:: Provided entries

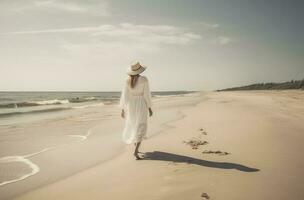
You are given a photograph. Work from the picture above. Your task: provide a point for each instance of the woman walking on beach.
(135, 103)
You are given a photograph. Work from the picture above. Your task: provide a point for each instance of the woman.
(135, 103)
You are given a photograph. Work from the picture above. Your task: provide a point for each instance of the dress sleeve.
(124, 96)
(147, 94)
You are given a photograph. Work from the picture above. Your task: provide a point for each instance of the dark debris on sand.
(221, 153)
(202, 131)
(195, 143)
(205, 195)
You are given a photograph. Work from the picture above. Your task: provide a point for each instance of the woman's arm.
(124, 99)
(150, 112)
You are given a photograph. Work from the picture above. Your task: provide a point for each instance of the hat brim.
(138, 71)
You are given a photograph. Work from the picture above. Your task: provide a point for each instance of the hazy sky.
(186, 44)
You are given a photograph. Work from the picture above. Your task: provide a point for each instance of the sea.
(14, 105)
(45, 136)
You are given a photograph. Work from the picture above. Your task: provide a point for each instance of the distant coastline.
(298, 84)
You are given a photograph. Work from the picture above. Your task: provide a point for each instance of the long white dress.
(136, 102)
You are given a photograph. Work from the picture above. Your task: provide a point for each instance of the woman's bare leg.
(136, 150)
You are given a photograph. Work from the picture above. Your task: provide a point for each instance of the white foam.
(34, 168)
(23, 159)
(53, 101)
(90, 105)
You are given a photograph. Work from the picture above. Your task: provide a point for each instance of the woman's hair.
(133, 80)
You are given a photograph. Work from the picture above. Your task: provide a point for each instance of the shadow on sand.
(163, 156)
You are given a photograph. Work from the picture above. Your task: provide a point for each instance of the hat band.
(137, 68)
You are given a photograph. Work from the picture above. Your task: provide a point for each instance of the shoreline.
(250, 127)
(159, 127)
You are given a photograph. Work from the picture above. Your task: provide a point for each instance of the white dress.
(136, 102)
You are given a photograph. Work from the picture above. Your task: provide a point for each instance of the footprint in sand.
(203, 131)
(195, 143)
(221, 153)
(205, 195)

::::

_The task_: Without including any picture, retype the entries exactly.

_Full response_:
You are given a photograph. Work from the picture above. Your task: provide a point for each instance of the woman walking on beach.
(135, 103)
You are given a photograph. Work from the picture above. Your task: provide a point for each instance of the woman.
(135, 103)
You are given a photograph. Work from the picture above. Your task: provide a point for each instance of the dress sleeve.
(124, 96)
(147, 94)
You are given a photograph. Work from the picture above. Your task: provide a point for each instance of the dark debris on sand.
(221, 153)
(202, 131)
(195, 143)
(205, 195)
You are given a photograph. Work from the picture above. Your task: provide a point for each instance of the woman's arm.
(124, 99)
(150, 112)
You are given a photograph. Work from the picture above. Your task: provide a point for each instance of the hat brim.
(138, 71)
You are given a photograph. Work from the picture above. Your task: provide a point for each instance of the hazy sky.
(186, 44)
You are given a photograph. Work from the picture above. Your task: provide a point for each instance of the sea.
(14, 105)
(45, 136)
You are given a photograph. Work from the picture above. Your task: provide a point for each instance of the distant coastline.
(298, 84)
You are given a photograph. Work from the picture above. Your task: provide a point for each instance of the long white dress.
(136, 102)
You are given a photograph. Work from the picture above. Your task: provide a point for each instance of the woman's bare leg.
(136, 150)
You are given a photograph. Work from the picture above. Your task: provide a point for each instance of the white foam.
(34, 168)
(23, 159)
(53, 101)
(90, 105)
You are given a photograph. Work from the picture above. Your task: provide a point for each instance of the woman's hair.
(133, 80)
You are given a photograph. Work from the picture above. Your task: provide a point for each instance of the shadow on sand.
(163, 156)
You are given a photograph. Work from the picture above. Your task: provide a point for each instance of the hat band.
(137, 68)
You are given a photograph. Work from the picture above. Your task: provide a point for each instance of the shoreline.
(250, 127)
(159, 127)
You are given a photograph. Work from the picture above. Your task: provide a point for each instance of the white dress.
(136, 102)
You are given a photograph. Work from the picture above. Your task: provide a point for each instance of the footprint in sand.
(203, 131)
(195, 143)
(221, 153)
(205, 195)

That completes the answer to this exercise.